**EXCERPT TO READ**
───
Skip to main content

SAM2 on Images

Issues faces on Grayscale images

alt text

Lack of Proper colour or boundary Separation in images confuses the mask and causes either of the two:

  1. No masks around the ambiguous region.
  2. Insufficient mask or improper segmentation.

Other Examples:

alt text

Even after tweaking the optimal parameters, the ambiguous region as mentioned remains unmasked.
───
**DATA SHOWN**

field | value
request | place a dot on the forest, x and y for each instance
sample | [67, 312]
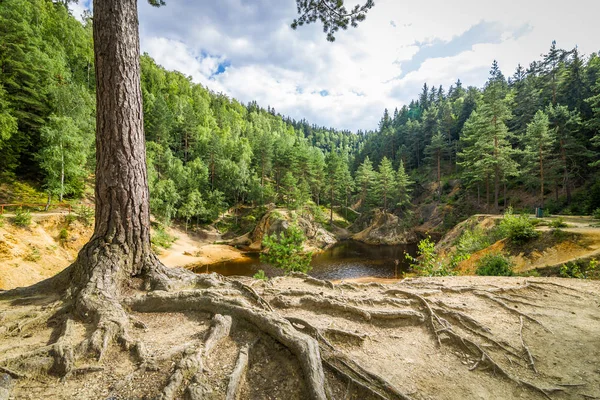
───
**CHALLENGE 1**
Decide whether each statement agrees with the page on SAM2 with grayscale images. Answer yes or no for each, and quote the words from the page that settle it.
(a) Poor separation in an image can leave the ambiguous region without any mask.
(b) Adjusting the parameters eventually gets the ambiguous region masked.
(c) The page describes three possible effects of poor separation.
**CHALLENGE 2**
According to the page on SAM2 with grayscale images, what missing quality in an image confuses the mask?

**EXERCISE SOLUTION 1**
(a) Yes: "No masks around the ambiguous region."
(b) No: "Even after tweaking the optimal parameters, the ambiguous region as mentioned remains unmasked."
(c) No: "causes either of the two"

**EXERCISE SOLUTION 2**
A lack of proper color or boundary separation.